* _Data provided_
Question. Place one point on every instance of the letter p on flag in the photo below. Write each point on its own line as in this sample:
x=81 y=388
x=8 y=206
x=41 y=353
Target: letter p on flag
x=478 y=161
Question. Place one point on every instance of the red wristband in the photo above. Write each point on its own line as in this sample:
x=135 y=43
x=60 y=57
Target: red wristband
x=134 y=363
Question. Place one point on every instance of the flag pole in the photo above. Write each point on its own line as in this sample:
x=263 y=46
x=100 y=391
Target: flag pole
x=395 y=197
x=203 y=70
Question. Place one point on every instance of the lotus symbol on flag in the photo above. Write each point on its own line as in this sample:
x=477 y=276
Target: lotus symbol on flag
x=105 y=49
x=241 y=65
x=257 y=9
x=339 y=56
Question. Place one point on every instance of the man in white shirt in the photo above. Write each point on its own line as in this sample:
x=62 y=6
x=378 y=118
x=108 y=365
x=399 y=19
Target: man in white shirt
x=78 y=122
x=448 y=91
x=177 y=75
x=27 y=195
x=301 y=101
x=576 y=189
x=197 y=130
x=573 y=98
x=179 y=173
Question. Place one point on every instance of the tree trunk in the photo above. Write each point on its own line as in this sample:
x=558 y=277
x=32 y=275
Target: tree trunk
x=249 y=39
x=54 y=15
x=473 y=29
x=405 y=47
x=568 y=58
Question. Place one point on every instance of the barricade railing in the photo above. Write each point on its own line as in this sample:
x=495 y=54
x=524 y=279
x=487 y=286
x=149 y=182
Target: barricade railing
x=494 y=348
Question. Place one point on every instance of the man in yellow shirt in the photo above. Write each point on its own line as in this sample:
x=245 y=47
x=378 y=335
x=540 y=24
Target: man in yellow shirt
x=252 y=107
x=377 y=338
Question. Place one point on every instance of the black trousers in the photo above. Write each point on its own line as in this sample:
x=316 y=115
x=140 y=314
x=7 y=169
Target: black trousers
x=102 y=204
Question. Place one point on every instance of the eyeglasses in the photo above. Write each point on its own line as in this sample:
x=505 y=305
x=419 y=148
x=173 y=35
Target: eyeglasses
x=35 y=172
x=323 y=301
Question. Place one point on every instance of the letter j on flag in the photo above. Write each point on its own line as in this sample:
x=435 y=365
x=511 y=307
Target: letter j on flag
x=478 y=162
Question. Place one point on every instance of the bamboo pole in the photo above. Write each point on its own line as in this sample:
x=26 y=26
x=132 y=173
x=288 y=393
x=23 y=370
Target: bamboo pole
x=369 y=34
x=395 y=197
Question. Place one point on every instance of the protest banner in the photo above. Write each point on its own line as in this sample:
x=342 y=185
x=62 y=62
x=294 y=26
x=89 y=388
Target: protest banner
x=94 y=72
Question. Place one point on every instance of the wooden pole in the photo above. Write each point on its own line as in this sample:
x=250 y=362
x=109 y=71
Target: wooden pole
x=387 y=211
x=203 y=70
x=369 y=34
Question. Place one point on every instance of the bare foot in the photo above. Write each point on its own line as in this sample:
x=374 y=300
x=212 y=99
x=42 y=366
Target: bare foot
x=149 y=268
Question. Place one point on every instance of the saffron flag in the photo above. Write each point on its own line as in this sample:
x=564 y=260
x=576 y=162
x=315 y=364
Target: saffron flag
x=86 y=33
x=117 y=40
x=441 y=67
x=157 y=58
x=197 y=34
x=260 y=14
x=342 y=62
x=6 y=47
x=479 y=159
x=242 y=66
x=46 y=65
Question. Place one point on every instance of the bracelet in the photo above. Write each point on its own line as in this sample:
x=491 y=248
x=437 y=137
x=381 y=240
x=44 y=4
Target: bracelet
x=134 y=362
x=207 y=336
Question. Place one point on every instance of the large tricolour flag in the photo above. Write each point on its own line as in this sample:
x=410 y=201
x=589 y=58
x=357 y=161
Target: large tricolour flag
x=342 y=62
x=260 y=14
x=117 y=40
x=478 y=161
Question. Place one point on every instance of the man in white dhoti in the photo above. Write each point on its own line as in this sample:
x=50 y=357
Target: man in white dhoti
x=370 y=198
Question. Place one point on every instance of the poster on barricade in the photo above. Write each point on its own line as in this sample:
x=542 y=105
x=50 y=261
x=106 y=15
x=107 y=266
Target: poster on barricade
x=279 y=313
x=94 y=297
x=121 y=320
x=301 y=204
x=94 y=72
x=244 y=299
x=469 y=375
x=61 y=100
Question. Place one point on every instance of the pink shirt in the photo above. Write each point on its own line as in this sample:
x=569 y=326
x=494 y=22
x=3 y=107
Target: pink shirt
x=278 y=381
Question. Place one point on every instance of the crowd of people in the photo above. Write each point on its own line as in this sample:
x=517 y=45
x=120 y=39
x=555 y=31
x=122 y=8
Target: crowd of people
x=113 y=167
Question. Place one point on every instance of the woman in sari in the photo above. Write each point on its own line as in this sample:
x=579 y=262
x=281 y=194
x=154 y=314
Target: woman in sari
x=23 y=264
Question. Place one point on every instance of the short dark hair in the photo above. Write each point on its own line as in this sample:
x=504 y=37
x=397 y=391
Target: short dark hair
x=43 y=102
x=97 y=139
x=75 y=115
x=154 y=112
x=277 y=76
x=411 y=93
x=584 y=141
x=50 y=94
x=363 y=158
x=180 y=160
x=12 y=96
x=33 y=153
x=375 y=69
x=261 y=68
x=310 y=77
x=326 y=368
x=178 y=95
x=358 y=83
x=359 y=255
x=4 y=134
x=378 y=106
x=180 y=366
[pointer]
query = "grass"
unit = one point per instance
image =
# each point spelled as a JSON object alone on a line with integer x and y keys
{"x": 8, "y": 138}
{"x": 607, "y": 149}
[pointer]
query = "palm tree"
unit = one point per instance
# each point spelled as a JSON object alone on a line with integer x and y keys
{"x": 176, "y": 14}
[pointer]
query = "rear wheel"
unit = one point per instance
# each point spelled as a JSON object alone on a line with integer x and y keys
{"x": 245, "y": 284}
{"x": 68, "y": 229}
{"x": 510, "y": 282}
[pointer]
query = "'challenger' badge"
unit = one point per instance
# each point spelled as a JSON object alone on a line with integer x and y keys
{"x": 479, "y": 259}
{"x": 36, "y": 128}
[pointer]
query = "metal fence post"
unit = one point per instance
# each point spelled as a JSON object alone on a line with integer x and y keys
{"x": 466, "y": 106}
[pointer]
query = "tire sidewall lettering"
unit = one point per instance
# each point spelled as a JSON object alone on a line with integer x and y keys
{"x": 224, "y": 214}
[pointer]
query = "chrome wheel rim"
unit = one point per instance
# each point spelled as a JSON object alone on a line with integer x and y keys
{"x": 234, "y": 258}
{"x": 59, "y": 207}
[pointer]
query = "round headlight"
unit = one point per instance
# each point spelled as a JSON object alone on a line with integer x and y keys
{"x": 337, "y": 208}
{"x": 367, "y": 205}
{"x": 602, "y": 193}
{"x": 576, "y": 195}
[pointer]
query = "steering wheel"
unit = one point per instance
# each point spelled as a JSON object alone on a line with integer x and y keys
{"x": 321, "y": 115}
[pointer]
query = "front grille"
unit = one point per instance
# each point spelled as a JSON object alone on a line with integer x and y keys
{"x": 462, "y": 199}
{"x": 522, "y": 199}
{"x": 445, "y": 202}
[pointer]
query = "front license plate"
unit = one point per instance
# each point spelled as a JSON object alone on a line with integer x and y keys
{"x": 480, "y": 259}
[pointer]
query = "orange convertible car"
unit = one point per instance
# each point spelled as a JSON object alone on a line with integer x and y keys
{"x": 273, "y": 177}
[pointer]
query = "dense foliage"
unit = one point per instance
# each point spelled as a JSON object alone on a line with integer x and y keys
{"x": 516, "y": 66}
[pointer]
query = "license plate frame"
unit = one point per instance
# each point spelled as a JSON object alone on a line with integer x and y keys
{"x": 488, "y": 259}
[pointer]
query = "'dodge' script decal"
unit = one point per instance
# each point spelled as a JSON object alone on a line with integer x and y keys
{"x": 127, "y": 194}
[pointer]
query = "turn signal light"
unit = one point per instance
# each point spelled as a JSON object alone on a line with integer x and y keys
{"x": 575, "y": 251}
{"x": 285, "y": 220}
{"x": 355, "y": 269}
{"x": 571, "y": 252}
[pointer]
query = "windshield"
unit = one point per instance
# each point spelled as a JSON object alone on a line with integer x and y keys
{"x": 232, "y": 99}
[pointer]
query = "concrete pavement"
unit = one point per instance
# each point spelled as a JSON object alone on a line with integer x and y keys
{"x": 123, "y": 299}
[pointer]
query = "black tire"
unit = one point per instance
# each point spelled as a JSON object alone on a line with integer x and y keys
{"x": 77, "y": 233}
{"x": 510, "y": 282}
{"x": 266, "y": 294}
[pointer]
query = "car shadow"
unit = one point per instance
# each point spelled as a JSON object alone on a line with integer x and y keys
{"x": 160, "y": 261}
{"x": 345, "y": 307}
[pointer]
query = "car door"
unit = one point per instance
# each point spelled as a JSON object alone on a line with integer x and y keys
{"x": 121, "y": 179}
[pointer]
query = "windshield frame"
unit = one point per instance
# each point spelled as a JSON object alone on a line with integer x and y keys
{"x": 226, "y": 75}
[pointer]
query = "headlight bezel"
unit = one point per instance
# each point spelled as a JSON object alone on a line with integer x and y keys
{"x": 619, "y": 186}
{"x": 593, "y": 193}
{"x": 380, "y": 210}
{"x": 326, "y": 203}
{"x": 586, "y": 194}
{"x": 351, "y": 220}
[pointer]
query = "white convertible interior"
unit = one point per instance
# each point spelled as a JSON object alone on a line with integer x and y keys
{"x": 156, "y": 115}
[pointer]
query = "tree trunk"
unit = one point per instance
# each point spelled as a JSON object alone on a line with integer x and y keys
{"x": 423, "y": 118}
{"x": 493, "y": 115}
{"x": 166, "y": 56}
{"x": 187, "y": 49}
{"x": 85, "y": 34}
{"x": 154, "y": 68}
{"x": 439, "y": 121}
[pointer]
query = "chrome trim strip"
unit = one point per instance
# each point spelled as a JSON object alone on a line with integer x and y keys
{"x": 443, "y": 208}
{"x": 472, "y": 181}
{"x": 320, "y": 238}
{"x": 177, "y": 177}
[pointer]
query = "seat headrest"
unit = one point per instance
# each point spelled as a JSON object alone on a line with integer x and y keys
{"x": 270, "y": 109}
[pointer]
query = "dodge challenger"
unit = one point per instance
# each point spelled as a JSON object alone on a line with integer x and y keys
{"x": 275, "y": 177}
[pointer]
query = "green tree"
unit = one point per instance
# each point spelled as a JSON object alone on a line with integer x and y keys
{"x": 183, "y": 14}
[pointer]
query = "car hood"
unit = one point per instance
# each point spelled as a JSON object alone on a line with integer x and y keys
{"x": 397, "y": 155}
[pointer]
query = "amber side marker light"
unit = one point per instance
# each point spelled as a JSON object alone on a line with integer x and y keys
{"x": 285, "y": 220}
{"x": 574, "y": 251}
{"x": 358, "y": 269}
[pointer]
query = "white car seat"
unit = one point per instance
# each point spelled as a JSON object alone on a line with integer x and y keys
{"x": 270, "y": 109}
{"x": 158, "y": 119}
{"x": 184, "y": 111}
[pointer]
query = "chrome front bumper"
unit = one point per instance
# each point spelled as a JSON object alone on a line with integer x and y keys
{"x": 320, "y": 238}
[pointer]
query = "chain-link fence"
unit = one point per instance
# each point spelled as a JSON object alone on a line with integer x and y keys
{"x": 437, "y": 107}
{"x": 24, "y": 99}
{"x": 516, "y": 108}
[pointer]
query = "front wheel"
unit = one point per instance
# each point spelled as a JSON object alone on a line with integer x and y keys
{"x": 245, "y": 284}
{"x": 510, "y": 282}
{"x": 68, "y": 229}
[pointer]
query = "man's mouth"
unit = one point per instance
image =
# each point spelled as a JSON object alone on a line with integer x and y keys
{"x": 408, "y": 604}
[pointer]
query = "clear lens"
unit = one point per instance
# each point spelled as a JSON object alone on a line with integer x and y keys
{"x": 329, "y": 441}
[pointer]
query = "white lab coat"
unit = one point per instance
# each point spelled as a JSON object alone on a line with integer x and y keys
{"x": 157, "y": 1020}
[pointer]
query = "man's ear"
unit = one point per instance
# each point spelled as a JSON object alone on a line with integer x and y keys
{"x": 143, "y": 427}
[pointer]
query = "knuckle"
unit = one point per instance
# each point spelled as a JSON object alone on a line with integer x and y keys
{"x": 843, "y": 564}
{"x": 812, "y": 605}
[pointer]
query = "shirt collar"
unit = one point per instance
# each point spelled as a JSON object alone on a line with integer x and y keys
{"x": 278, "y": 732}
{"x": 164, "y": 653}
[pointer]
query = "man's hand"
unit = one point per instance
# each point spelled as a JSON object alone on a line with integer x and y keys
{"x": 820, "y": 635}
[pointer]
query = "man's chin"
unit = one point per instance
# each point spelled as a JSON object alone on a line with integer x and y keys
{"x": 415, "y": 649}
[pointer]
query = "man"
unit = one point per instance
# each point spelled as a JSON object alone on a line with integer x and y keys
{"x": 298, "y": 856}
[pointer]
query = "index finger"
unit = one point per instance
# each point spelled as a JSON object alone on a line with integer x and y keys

* _Instruction_
Count the lines in the records above that contain the string "flag", matching case exactly, and reply with only that number.

* _Task output_
12